◆ **Entries provided**
========================================
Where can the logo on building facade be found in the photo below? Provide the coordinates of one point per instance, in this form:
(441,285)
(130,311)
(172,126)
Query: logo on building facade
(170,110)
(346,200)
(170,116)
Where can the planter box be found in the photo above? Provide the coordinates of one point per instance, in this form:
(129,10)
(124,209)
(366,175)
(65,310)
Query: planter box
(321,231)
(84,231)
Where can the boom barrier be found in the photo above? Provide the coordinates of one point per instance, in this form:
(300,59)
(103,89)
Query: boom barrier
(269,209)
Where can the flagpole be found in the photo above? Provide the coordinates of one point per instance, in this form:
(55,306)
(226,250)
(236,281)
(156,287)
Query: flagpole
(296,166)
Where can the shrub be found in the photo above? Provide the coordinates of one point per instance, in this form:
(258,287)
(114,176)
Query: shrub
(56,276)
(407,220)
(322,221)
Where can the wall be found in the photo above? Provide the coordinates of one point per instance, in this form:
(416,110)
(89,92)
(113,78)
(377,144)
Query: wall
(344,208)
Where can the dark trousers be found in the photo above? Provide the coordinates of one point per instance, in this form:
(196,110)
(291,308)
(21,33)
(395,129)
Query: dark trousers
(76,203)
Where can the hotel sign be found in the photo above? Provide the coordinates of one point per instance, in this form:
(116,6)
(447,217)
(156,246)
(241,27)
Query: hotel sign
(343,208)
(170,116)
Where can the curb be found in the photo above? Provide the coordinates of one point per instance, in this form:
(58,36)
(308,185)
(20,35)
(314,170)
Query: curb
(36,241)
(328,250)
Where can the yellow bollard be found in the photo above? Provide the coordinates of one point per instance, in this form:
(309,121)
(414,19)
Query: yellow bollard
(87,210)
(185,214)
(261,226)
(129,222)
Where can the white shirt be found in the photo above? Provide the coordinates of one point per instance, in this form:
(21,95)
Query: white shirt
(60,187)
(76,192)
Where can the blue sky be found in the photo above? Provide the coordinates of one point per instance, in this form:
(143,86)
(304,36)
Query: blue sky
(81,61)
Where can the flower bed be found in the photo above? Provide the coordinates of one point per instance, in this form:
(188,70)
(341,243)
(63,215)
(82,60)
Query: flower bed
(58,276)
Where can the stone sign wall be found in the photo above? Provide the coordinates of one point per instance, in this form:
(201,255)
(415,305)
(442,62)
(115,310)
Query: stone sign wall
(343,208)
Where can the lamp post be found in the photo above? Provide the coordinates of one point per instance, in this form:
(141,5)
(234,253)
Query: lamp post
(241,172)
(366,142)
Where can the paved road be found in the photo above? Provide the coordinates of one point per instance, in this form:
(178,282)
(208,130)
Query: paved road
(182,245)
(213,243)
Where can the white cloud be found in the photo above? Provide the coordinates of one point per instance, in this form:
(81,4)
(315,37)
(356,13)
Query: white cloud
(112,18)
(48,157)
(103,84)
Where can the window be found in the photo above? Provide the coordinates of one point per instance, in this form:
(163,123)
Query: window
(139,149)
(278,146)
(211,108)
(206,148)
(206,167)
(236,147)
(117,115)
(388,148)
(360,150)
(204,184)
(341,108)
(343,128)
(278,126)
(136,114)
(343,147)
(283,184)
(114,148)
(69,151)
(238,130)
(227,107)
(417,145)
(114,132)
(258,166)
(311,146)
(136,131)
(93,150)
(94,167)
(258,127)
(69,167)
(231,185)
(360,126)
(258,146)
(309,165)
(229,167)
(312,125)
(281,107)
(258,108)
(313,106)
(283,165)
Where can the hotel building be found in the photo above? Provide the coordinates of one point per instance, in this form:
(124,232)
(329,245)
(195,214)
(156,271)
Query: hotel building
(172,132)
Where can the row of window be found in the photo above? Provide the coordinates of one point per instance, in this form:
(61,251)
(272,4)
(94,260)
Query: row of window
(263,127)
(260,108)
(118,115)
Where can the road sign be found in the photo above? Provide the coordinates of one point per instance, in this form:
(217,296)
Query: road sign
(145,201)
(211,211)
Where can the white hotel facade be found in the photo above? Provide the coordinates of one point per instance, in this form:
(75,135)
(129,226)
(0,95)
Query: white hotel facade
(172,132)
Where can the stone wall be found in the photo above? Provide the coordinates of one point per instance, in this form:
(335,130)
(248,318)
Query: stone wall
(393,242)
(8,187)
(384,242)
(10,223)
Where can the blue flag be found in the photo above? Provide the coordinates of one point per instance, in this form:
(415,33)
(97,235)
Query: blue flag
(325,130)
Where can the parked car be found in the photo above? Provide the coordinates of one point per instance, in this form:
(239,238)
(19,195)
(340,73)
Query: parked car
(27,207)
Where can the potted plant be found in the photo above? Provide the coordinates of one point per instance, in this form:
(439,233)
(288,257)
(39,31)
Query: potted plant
========================================
◆ **Set exercise**
Rewrite the entries from the line containing "Where can the potted" through the end of the entries, replacing "potted plant" with "flower pot" and changing nothing else.

◆ **Written solution**
Where can the flower pot be found in the photo above? Provide the coordinates of one point per instance, in this form:
(439,233)
(288,257)
(39,31)
Query: flower pot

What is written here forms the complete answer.